- Passage to read:
PULSE: Respectful Management of Serious Clinical Adverse Events
November/December 2010
PULSE
Respectful Management of Serious Clinical Adverse Events
??The Institute for Healthcare Improvement has released a new white paper in the IHI Innovation Series titled Respectful Management of Serious Clinical Adverse Events.
The paper is available on the IHI website for free download at www.ihi.org/IHI/Results/WhitePapers. The paper was released and presented at the National Association for Healthcare Quality (NAHQ) 35th Annual Educational Conference in Kansas City, Missouri, on October 1, 2010.
The paper addresses the importance of having a tested crisis management plan in place to respond to the clinical adverse events, and provides specific guidance and tools for developing such a plan.
The risks of not responding to these events in a timely and effective manner are significant. They include the loss of trust, absence of healing, no learning and improvement, sending mixed messages about what is really important to the organization, increased likelihood of regulatory action or lawsuits, and challenges by the media.

- The data:
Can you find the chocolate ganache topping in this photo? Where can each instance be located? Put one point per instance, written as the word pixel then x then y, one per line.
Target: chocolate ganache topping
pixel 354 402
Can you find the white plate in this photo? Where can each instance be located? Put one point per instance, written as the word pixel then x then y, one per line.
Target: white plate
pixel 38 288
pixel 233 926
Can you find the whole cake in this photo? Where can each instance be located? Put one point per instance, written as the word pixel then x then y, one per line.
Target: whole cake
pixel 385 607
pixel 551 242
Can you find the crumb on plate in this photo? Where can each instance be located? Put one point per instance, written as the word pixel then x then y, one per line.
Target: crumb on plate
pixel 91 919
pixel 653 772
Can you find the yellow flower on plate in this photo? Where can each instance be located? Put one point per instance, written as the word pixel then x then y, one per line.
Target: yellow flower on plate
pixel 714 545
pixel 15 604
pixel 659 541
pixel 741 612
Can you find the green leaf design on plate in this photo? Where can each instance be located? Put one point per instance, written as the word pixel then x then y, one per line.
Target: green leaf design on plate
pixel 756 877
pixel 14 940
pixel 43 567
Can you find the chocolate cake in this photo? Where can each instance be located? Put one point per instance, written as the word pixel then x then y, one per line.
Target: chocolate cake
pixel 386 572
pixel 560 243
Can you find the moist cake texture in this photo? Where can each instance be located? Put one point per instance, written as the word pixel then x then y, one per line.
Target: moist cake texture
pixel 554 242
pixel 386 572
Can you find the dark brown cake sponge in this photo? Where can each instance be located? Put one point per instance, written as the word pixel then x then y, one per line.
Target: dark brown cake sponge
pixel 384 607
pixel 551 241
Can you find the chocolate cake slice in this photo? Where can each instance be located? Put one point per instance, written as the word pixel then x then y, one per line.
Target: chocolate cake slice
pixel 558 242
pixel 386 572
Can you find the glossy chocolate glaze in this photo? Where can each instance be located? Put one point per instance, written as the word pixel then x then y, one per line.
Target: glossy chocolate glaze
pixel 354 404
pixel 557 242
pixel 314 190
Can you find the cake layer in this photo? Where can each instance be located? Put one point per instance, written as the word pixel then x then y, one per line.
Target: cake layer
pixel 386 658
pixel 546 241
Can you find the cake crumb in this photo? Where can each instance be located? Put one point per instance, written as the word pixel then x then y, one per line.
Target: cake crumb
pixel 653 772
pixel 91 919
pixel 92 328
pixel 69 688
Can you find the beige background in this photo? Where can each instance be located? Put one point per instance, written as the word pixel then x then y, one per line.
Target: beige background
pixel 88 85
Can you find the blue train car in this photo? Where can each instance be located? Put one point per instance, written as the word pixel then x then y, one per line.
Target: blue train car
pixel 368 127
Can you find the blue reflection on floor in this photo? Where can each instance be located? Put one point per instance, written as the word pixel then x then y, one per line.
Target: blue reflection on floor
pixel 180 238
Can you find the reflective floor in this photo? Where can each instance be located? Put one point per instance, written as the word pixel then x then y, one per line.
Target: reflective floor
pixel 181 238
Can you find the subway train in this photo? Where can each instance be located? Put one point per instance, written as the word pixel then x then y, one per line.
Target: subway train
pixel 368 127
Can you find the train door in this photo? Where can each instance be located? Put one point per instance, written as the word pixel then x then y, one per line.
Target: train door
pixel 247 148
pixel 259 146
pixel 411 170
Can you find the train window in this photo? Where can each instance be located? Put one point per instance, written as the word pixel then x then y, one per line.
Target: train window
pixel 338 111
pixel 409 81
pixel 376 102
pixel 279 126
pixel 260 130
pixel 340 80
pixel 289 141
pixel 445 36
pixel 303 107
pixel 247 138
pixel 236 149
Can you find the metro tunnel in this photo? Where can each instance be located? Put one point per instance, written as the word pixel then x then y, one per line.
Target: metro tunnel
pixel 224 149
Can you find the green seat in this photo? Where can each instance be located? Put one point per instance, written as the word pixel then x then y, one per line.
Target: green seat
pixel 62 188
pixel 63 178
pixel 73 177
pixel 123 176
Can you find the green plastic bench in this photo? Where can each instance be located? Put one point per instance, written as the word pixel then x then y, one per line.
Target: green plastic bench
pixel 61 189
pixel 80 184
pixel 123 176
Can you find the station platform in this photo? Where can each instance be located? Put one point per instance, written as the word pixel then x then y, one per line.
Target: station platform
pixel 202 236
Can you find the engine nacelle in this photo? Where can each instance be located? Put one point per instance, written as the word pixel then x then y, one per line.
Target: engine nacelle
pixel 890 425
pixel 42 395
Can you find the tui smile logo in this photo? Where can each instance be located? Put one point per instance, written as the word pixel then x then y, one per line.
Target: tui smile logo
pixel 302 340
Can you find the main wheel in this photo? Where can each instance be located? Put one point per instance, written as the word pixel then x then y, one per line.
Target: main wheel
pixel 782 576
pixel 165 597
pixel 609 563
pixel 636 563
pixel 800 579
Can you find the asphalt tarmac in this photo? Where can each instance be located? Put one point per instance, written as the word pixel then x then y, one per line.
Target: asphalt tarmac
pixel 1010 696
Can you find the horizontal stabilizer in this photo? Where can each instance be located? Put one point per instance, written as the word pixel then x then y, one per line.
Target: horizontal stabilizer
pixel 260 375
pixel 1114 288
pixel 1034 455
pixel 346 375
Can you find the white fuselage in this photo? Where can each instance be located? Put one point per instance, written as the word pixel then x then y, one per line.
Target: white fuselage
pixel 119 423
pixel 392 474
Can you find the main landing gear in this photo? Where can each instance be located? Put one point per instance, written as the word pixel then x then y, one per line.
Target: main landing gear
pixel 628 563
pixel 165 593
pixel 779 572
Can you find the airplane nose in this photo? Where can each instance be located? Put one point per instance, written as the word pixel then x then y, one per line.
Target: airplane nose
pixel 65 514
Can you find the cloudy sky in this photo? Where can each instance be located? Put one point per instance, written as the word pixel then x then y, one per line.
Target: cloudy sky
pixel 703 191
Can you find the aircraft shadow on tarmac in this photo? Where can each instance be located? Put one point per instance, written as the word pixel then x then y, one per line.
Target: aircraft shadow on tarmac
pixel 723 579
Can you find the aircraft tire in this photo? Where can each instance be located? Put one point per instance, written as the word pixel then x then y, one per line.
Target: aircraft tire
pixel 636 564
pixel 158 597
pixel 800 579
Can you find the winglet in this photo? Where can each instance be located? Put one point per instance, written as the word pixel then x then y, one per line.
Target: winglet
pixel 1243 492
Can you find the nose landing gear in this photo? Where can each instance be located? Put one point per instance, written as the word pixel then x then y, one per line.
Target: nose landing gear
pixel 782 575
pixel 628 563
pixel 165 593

- Questions on the material:
a) Answer these questions from the article on serious clinical adverse events:
(i) At which conference was the white paper released and presented, and on what date?
(ii) Besides explaining why a tested crisis management plan matters, what does the paper provide?
(iii) According to the article, the likelihood of which two outcomes increases when these events are not handled in a timely and effective manner?
b) Resume the article on serious clinical adverse events, continuing after its final sentence.

- Answer section:
a)
(i) The paper was released and presented at the National Association for Healthcare Quality (NAHQ) 35th Annual Educational Conference in Kansas City, Missouri, on October 1, 2010.
(ii) It provides specific guidance and tools for developing such a plan.
(iii) Regulatory action or lawsuits.

b)
IHI developed the white paper in response to numerous requests from organizations seeking assistance in the aftermath of an adverse event. The most striking aspect of these requests is that the organization’s response is often being built from scratch, in a reactive mode, rather than from an existing clinical crisis management plan. To respond effectively to these types of requests, IHI draws on patient- and family-centered care, patient safety, crisis management, and disaster planning, and on the experiences of health care organizations that have attempted to manage such crises in a respectful and effective manner. This IHI white paper:
- encourages and helps every organization to develop a clinical crisis management plan before they need to use it;
- provides an approach to integrate this plan into the organizational culture of quality and safety, with a particular focus on patient- and family-centered care and fair and just treatment for staff; and
- provides organizations with a concise and practical resource to inform their efforts when a serious adverse event occurs in the absence of an organizational clinical crisis management plan or culture of quality and safety.